— Start of TASK DATA —

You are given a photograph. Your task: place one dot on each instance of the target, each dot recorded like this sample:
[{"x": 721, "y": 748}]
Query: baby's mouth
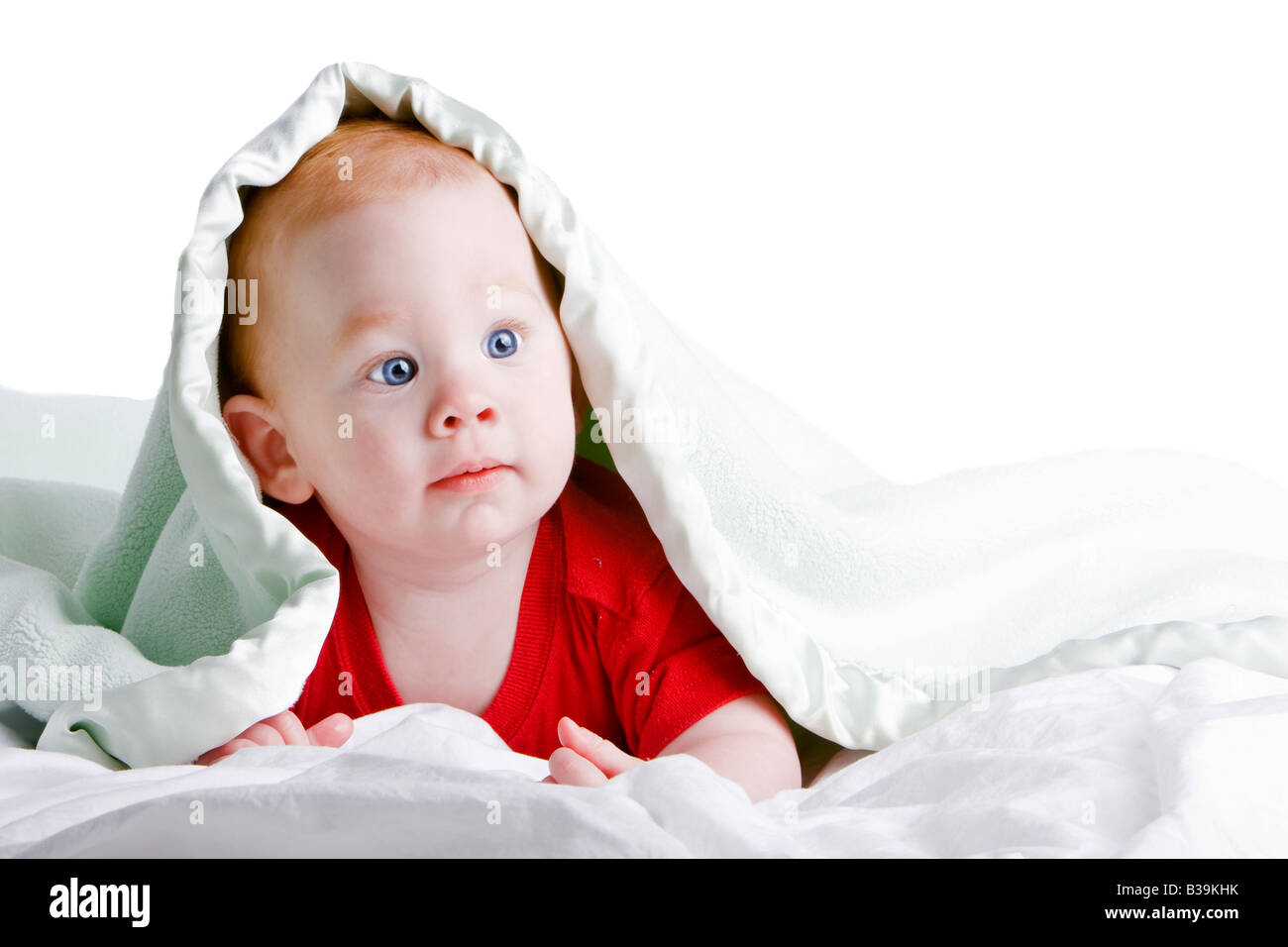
[{"x": 472, "y": 467}]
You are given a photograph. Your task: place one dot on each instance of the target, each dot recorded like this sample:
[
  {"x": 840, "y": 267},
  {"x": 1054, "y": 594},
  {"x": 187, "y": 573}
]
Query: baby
[{"x": 410, "y": 402}]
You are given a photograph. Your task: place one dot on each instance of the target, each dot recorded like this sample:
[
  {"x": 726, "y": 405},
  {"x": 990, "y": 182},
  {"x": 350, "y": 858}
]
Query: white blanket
[
  {"x": 1136, "y": 762},
  {"x": 868, "y": 608}
]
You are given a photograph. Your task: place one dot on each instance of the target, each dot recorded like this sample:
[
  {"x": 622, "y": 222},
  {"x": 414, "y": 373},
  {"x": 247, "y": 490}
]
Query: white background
[{"x": 954, "y": 234}]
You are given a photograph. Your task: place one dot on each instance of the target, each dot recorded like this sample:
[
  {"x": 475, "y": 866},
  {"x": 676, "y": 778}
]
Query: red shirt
[{"x": 606, "y": 633}]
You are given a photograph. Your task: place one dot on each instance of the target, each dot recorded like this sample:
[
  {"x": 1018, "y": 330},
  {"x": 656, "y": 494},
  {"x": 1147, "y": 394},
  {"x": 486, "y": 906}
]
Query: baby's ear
[{"x": 256, "y": 427}]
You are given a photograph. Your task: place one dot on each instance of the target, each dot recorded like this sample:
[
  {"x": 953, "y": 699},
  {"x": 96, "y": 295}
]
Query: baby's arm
[{"x": 746, "y": 740}]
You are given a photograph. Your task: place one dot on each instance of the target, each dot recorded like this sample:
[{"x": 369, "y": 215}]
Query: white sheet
[{"x": 1133, "y": 762}]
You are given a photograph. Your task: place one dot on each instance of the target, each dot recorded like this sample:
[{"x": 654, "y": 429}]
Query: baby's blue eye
[
  {"x": 394, "y": 371},
  {"x": 502, "y": 343}
]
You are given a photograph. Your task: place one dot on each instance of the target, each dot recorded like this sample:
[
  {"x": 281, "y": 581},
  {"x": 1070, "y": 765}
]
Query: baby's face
[{"x": 421, "y": 335}]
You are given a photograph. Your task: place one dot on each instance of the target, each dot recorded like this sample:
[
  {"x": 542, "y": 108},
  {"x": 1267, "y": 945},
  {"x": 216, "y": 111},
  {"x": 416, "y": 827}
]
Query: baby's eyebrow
[
  {"x": 361, "y": 325},
  {"x": 360, "y": 322}
]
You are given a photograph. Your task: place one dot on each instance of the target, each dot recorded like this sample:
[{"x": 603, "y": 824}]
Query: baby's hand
[
  {"x": 585, "y": 758},
  {"x": 284, "y": 729}
]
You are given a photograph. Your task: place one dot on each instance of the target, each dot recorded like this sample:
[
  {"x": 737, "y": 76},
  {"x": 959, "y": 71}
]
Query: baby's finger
[
  {"x": 572, "y": 770},
  {"x": 334, "y": 731},
  {"x": 290, "y": 727},
  {"x": 220, "y": 751},
  {"x": 263, "y": 735},
  {"x": 603, "y": 754}
]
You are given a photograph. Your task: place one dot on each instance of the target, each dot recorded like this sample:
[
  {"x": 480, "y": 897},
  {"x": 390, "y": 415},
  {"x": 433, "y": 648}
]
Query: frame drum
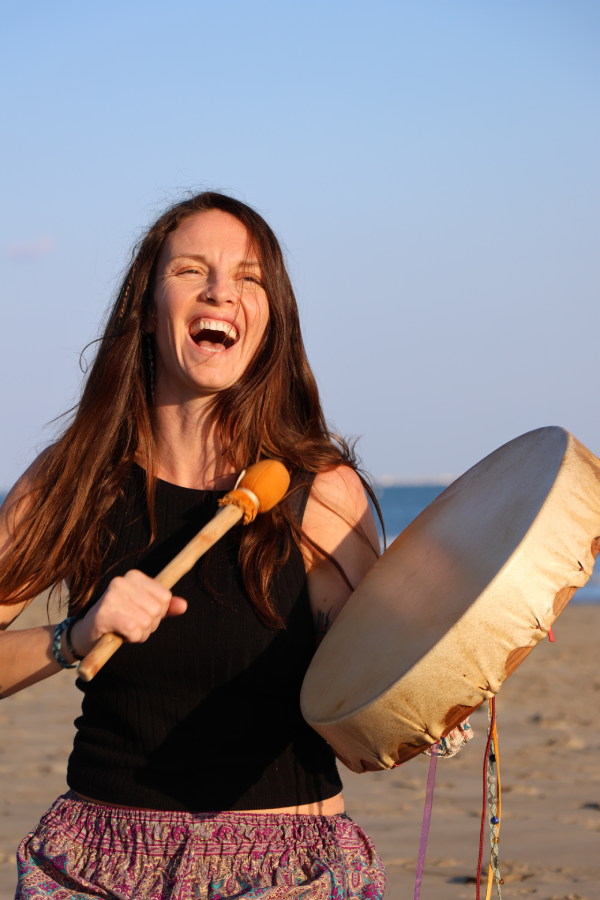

— End of TASK DATA —

### PROBLEM DESCRIPTION
Collect every line of the items above that contains the word "baby", and list those lines in their original order.

### FINISHED EXERCISE
Query: baby's mouth
Query: baby
Query: baby's ear
Query: baby's arm
Query: baby's blue eye
Query: baby's face
Query: baby's eyebrow
Query: baby's hand
Query: baby's finger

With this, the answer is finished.